▸ WHAT NEEDS TO BE DONE: Lay out every line of the records below as a Markdown table with the columns No. and Text, giving each line's row number and the line itself. Leave out blank lines and the pictures.

▸ TASK INPUTS:
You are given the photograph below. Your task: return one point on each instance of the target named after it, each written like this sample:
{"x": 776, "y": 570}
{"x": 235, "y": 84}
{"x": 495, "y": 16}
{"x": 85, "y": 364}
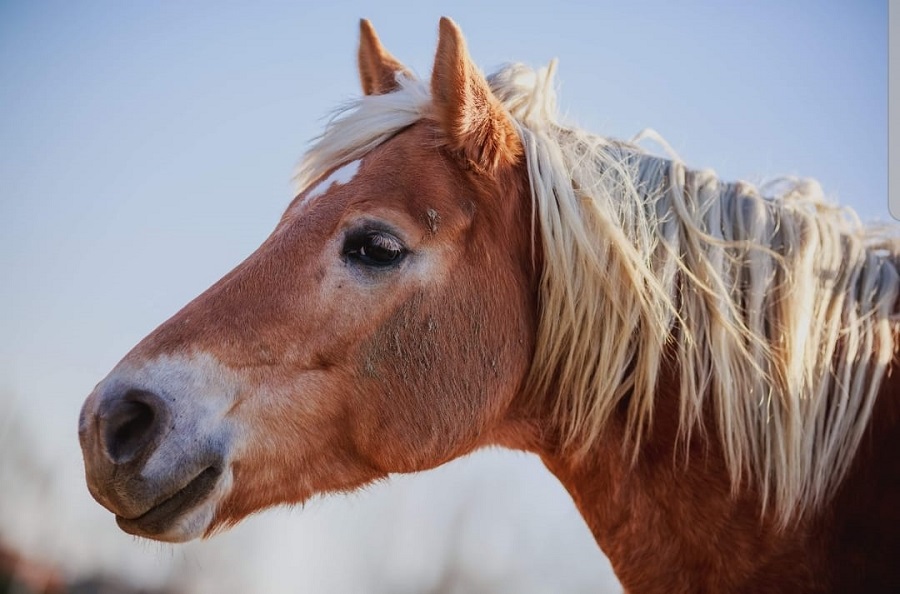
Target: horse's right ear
{"x": 378, "y": 69}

▸ FULL SOLUTION:
| No. | Text |
|---|---|
| 1 | You are given the photograph below. Your task: return one point on each instance of the target named after it, each written like this sample: |
| 2 | {"x": 776, "y": 570} |
| 3 | {"x": 235, "y": 84} |
| 4 | {"x": 495, "y": 16} |
| 5 | {"x": 85, "y": 364} |
| 6 | Target: horse's right ear |
| 7 | {"x": 378, "y": 69} |